Textauszug:
Verwaltungsrecht

Rücksichtnahmegebot und Wertminderung von Grundstücken durch Unterbringung von Asylbewerbern auf dem Nachbargrundstück

Aktenzeichen  9 ZB 16.1480

Datum:
29.12.2017
Rechtsgebiet:
Fundstelle:
BeckRS – 2017, 138469
Gerichtsart:
VGH
Gerichtsort:
München
Rechtsweg:
Verwaltungsgerichtsbarkeit
Normen:
BayBO Art. 76
BauNVO § 15 Abs. 1 S. 2

 

Leitsatz

1 Die von einer baulichen Anlage ausgehenden Störungen und Belastungen sind nur insoweit auf ihre Nachbarverträglichkeit zu prüfen sind, als sie typischerweise bei der bestimmungsgemäßen Nutzung auftreten und von bodenrechtlicher Relevanz sind. Es unterliegt keinen ernstlichen Zweifeln, dass bei einer Unterbringung von 14 Asylbewerbern in zwei Wohnhäusern mit einer Wohnfläche von zusammen 300 m² nicht von vornherein davon ausgegangen werden kann, dass bei bestimmungsgemäßer Nutzung der Häuser eine unzumutbare Lärmbelästigung entstehen kann. (Rn. 4) (redaktioneller Leitsatz)
2 Mögliche „Lärmexzesse“ bei Unterbringung von Asylbewerbern überschreiten die bestimmungsgemäße Nutzung. Bei solchen möglichen Rechts- und Ordnungsverletzungen müssen primär bestimmte Personen als Verhaltensstörer zur Verantwortung gezogen werden. (Rn. 4) (redaktioneller Leitsatz)

Aufgabe 1: Gib den Textauszug zum Rücksichtnahmegebot zwischen "1 Die von einer" und "werden. (Rn. 4) (redaktioneller Leitsatz)" einschließlich wörtlich wieder.
Der Textauszug und die Einträge haben nichts miteinander zu tun.

Beschriftungen von Objektpunkten:
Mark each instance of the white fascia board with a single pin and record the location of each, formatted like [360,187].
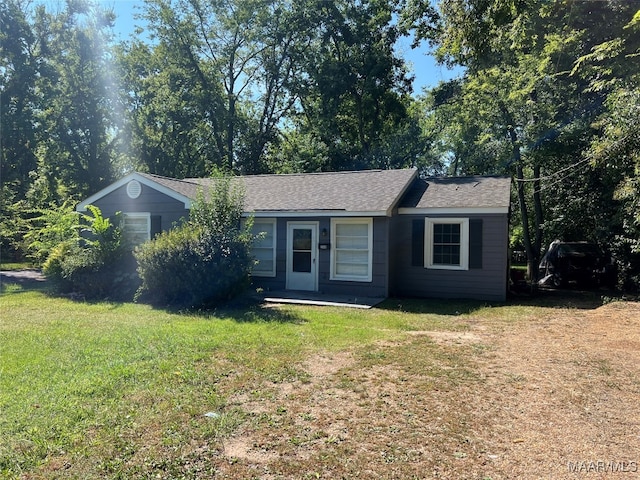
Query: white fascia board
[312,213]
[454,211]
[82,206]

Aufgabe 2: Überführe sämtliche Zeilen der Einträge in eine JSON-Liste von Zeichenketten, eine pro Zeile, und lass dabei Leerzeilen sowie die Bilder weg.

Antwort 1:
1 Die von einer baulichen Anlage ausgehenden Störungen und Belastungen sind nur insoweit auf ihre Nachbarverträglichkeit zu prüfen sind, als sie typischerweise bei der bestimmungsgemäßen Nutzung auftreten und von bodenrechtlicher Relevanz sind. Es unterliegt keinen ernstlichen Zweifeln, dass bei einer Unterbringung von 14 Asylbewerbern in zwei Wohnhäusern mit einer Wohnfläche von zusammen 300 m² nicht von vornherein davon ausgegangen werden kann, dass bei bestimmungsgemäßer Nutzung der Häuser eine unzumutbare Lärmbelästigung entstehen kann. (Rn. 4) (redaktioneller Leitsatz)
2 Mögliche „Lärmexzesse“ bei Unterbringung von Asylbewerbern überschreiten die bestimmungsgemäße Nutzung. Bei solchen möglichen Rechts- und Ordnungsverletzungen müssen primär bestimmte Personen als Verhaltensstörer zur Verantwortung gezogen werden. (Rn. 4) (redaktioneller Leitsatz)

Antwort 2:
[
  "Mark each instance of the white fascia board with a single pin and record the location of each, formatted like [360,187].",
  "Query: white fascia board",
  "[312,213]",
  "[454,211]",
  "[82,206]"
]